__Exercise aim__. Would you set down every entry again, exactly as written?

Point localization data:
================

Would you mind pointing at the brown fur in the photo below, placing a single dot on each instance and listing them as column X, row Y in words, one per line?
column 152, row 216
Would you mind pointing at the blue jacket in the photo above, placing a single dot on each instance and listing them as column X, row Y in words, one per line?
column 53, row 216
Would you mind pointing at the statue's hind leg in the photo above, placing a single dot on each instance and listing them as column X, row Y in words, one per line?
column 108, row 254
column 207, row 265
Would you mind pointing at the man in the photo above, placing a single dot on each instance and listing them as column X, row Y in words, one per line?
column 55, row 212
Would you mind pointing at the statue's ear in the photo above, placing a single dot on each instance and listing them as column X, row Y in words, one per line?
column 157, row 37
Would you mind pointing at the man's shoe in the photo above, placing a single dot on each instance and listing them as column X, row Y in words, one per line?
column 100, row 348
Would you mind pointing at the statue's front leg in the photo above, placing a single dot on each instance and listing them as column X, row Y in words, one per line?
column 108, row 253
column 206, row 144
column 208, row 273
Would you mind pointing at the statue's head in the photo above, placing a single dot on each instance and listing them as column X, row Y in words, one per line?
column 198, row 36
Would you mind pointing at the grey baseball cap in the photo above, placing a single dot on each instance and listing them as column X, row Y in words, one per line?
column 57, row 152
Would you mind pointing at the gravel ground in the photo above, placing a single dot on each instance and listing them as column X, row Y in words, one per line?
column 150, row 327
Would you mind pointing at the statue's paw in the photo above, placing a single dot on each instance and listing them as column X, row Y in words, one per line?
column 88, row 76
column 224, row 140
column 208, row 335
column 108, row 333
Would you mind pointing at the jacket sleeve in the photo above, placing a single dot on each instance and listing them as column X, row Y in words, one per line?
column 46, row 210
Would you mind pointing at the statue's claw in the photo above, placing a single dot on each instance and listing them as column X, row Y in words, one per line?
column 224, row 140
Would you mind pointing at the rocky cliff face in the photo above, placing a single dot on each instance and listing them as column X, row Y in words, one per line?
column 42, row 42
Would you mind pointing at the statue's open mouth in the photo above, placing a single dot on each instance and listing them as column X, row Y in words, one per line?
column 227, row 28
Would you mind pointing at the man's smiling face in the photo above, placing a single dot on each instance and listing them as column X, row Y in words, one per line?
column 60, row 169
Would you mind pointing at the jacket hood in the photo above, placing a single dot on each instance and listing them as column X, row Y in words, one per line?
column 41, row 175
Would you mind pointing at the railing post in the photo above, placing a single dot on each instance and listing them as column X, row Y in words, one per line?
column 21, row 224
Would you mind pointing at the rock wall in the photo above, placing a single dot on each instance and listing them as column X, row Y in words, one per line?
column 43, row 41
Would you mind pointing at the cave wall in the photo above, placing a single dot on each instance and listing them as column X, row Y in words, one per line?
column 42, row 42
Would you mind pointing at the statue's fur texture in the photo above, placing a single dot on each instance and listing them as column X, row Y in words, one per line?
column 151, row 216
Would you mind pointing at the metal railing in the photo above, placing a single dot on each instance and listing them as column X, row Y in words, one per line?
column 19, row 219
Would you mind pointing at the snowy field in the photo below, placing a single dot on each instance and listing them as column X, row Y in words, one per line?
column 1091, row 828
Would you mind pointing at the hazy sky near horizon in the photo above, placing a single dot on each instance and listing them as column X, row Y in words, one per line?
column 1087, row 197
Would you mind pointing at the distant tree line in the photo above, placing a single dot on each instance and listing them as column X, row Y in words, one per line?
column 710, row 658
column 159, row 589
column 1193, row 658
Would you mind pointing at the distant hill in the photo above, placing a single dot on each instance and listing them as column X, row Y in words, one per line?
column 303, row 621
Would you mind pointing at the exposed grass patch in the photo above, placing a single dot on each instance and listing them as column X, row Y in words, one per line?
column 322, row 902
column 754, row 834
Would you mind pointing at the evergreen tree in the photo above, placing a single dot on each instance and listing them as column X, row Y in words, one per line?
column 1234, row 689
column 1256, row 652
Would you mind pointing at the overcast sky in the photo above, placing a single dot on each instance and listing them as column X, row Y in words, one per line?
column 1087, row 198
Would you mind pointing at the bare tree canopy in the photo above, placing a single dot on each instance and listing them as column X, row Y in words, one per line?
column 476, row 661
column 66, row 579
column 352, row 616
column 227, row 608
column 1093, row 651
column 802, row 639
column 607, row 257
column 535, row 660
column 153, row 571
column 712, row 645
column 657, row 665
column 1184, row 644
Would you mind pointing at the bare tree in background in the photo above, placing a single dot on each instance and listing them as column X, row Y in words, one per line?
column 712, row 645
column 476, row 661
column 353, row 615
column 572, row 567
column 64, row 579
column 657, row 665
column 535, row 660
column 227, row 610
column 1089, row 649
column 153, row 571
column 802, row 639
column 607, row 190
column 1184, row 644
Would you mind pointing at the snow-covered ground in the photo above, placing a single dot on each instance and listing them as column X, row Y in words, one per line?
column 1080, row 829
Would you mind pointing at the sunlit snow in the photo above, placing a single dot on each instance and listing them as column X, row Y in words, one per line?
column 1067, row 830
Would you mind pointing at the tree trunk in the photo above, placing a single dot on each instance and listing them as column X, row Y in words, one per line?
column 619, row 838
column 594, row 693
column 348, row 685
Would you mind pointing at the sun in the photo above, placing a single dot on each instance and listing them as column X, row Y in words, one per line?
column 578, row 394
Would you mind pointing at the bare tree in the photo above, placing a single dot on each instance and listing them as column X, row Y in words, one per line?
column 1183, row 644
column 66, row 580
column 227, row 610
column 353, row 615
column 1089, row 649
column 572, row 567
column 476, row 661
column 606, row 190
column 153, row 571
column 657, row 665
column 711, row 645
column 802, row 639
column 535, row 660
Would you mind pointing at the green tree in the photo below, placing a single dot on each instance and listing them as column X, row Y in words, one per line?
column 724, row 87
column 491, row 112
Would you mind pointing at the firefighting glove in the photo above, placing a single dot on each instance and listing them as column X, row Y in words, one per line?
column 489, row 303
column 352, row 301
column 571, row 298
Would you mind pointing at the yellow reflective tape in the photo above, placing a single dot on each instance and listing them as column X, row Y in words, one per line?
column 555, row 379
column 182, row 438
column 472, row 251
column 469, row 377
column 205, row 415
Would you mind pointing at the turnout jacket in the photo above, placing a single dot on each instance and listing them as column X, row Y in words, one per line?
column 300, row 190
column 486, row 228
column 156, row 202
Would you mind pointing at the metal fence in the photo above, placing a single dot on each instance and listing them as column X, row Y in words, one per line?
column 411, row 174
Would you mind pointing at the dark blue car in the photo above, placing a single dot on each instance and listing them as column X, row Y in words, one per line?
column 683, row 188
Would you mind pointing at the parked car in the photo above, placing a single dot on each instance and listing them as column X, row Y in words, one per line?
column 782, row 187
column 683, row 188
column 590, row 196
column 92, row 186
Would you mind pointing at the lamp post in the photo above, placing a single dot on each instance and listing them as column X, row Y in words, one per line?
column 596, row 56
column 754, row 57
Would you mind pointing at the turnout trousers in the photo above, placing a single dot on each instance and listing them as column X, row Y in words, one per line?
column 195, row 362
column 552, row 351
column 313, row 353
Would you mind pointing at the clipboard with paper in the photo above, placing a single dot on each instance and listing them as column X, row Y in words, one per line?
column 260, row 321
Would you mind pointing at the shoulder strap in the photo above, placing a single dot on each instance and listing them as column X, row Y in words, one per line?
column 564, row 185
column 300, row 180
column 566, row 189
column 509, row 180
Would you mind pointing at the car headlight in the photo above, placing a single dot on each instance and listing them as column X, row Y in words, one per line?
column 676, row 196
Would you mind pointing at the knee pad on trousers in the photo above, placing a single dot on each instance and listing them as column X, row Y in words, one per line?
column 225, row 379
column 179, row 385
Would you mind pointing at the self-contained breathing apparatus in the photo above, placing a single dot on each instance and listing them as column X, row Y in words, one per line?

================

__Result of the exercise__.
Would you mind pointing at the brown fur in the photo below, placing a single dot on each instance and listing them as column X, row Y in words, one per line?
column 152, row 216
Would you mind pointing at the blue jacket in the photo above, placing a single dot on each instance and listing them as column X, row Y in words, one per line?
column 53, row 216
Would you mind pointing at the statue's hind leg in the photo above, placing a single dot on each instance and listing them as column X, row Y in words, one per line?
column 108, row 254
column 207, row 265
Would you mind pointing at the man in the photo above, placing a single dot on each instance and listing them as column X, row Y in words, one per line?
column 55, row 212
Would you mind pointing at the statue's ear in the photo above, placing a single dot on each instance and listing them as column X, row Y in words, one per line?
column 157, row 37
Would you mind pointing at the man's shoe in the photo above, placing a single dot on each instance and listing them as column X, row Y in words, one per line?
column 100, row 348
Would you mind pointing at the statue's front leg in the photo above, placing a single dot on each instance and listing them as column X, row Y in words, one per line?
column 108, row 253
column 206, row 144
column 208, row 273
Would you mind pointing at the statue's head in the photo above, placing a single dot on each instance and listing them as column X, row Y in words, one per line?
column 198, row 36
Would you mind pointing at the grey baseball cap in the photo above, placing a single dot on each instance and listing them as column X, row Y in words, one per line?
column 57, row 152
Would you mind pointing at the gravel ground in the photo above, placing a single dot on each instance and listing them as column X, row Y in words, one per line?
column 150, row 327
Would you mind pointing at the statue's paw in the photo above, placing a single dot on each instance and listing them as column X, row Y in words, one per line?
column 88, row 76
column 224, row 140
column 208, row 335
column 108, row 333
Would you mind pointing at the jacket sleeve in the photo above, placing a single dot on each instance and listing them as column X, row Y in words, one per line?
column 46, row 210
Would you mind pointing at the statue's claw in the photo above, placing a single dot on each instance and listing them as column X, row Y in words, one per line?
column 224, row 140
Would you mind pointing at the rocky cliff face in the photo above, placing a single dot on each instance and listing them as column X, row Y in words, one per line?
column 42, row 42
Would you mind pointing at the statue's open mouth in the photo above, placing a single dot on each instance and listing them as column X, row Y in words, one per line?
column 227, row 28
Would you mind pointing at the man's smiling face in the photo above, placing a single dot on each instance and listing them as column X, row Y in words, one per line?
column 60, row 169
Would you mind pointing at the jacket hood in the photo above, placing a single dot on each instance and listing them as column X, row Y in words, one per line?
column 41, row 175
Would you mind pointing at the railing post in the photo above, placing a single dot on each instance and listing them as column X, row Y in words, one per line?
column 21, row 224
Would you mind pointing at the rock wall in the photo above, placing a single dot on each instance and listing them as column X, row Y in words, one per line?
column 43, row 41
Would you mind pointing at the cave wall in the photo above, placing a single dot on each instance and listing them as column X, row Y in words, one per line?
column 42, row 42
Would you mind pointing at the statue's fur texture in the photo above, placing a single dot on each instance and listing them as column X, row Y in words, one per line?
column 151, row 216
Would you mind pointing at the metal railing in the photo above, placing a single dot on each instance and listing them as column X, row Y in words, one per line?
column 19, row 219
Would you mind pointing at the snowy field in the photo below, placing a single dot on each instance and listing them as column X, row Y in words, one per line?
column 1091, row 828
Would you mind pointing at the hazy sky near horizon in the photo above, placing a single dot on each instance and listing them as column X, row Y in words, one per line?
column 1087, row 197
Would you mind pointing at the distant tree line in the photo above, placing a single dot on each instance and listing them as column X, row Y in words, one per line?
column 710, row 658
column 159, row 589
column 1193, row 658
Would you mind pointing at the distant hill in the photo above, placing a single dot on each instance and listing them as column X, row Y in words, one per line?
column 303, row 621
Would you mind pointing at the exposed grass patch in the photo above, placing a single dot on each instance and listing them as column X, row Y in words, one per line?
column 322, row 902
column 754, row 834
Would you mind pointing at the evergreen tree in the photo above, placing a single dot on each instance and listing them as column X, row Y in words, one per line?
column 1234, row 689
column 1256, row 652
Would you mind pointing at the overcast sky in the photo above, placing a single dot on each instance and listing them as column X, row Y in words, one per line?
column 1087, row 198
Would you mind pointing at the bare tree canopy in the photo above, placing a single dot on each instance and listing them as column X, row Y in words, one per line?
column 476, row 661
column 66, row 579
column 352, row 616
column 227, row 608
column 1093, row 651
column 802, row 639
column 607, row 257
column 535, row 660
column 153, row 571
column 712, row 645
column 657, row 665
column 1184, row 644
Would you mind pointing at the bare tree in background in the photo above, placing a single dot on each instance and listing them as column X, row Y in words, one per line?
column 712, row 645
column 476, row 661
column 353, row 615
column 572, row 567
column 64, row 579
column 657, row 665
column 535, row 660
column 227, row 610
column 1089, row 649
column 153, row 571
column 802, row 639
column 607, row 190
column 1184, row 644
Would you mind pointing at the snow-covered ground in the photo above, placing a single dot on each instance and listing them as column X, row Y in words, one per line?
column 1080, row 829
Would you mind pointing at the sunlit snow in the photo above, placing a single dot on each instance and listing them as column X, row Y in words, one per line?
column 1067, row 830
Would you mind pointing at the tree trunk in the photo above, placing a single dot on each instance and listing them as column X, row Y in words, one per line?
column 619, row 838
column 594, row 693
column 348, row 685
Would you mind pointing at the sun in the photo above, placing a single dot on each instance and listing them as column X, row Y in words, one per line?
column 578, row 394
Would you mind pointing at the bare tree in the photo above, placing a single dot on each instance and listing them as column X, row Y in words, one per line?
column 1183, row 644
column 66, row 580
column 227, row 610
column 353, row 615
column 1089, row 649
column 572, row 567
column 476, row 661
column 606, row 190
column 153, row 571
column 657, row 665
column 711, row 645
column 802, row 639
column 535, row 660
Would you mind pointing at the green tree in the photo below, placing a single dot on each instance and listing them as column X, row Y in words, one per line?
column 724, row 87
column 491, row 112
Would you mind pointing at the firefighting glove in the photo above, placing a single dot on each instance and listing them as column X, row Y in words, one per line?
column 489, row 303
column 352, row 301
column 571, row 298
Would you mind pointing at the yellow reflective tape in the photo above, placing a single dot on each instance and listing them as column X, row Y in words, one per line?
column 555, row 379
column 182, row 438
column 472, row 251
column 469, row 377
column 205, row 415
Would you mind pointing at the turnout jacket in the photo above, placing a single dot on each instance and listing them as column X, row Y in words, one per line?
column 300, row 190
column 486, row 228
column 156, row 202
Would you mind pointing at the metal fence in the photo above, placing a single dot on each instance and listing them as column X, row Y in words, one per line?
column 411, row 174
Would you mind pointing at the dark blue car in the photo above, placing a single dot on each instance and listing them as column X, row Y in words, one per line?
column 683, row 188
Would you mind pointing at the parked car in the photo above, placing a single dot on each instance and listing them as column X, row Y in words, one per line?
column 782, row 187
column 683, row 188
column 590, row 196
column 92, row 186
Would you mind pointing at the lamp post in the photo above, placing a single dot on each instance and listing them as column X, row Y in words, one per line?
column 596, row 56
column 754, row 57
Would you mind pointing at the turnout trousers in the photo above, placing a single dot on each instance and listing them as column X, row Y in words, one per line?
column 195, row 362
column 552, row 351
column 313, row 353
Would you mind pointing at the clipboard with paper in the photo above, placing a single dot on each instance and listing them as column X, row Y in words, one per line?
column 260, row 321
Would you mind pointing at the shoulder strap in the photo above, placing a single dot on each instance and listing them as column X, row Y in words, one per line?
column 564, row 185
column 300, row 180
column 566, row 189
column 509, row 180
Would you mind pointing at the car headlight in the photo above, placing a single dot on each instance and listing them as column X, row Y in words, one per line?
column 676, row 196
Would you mind pointing at the knee pad on trousers in the photo above, placing a single dot on each instance and listing them as column X, row Y in words, one per line?
column 225, row 379
column 179, row 385
Would you mind pointing at the self-contained breathing apparatus in the photo above, placing a single dot on each instance and listing them as column X, row Y in words, one per line?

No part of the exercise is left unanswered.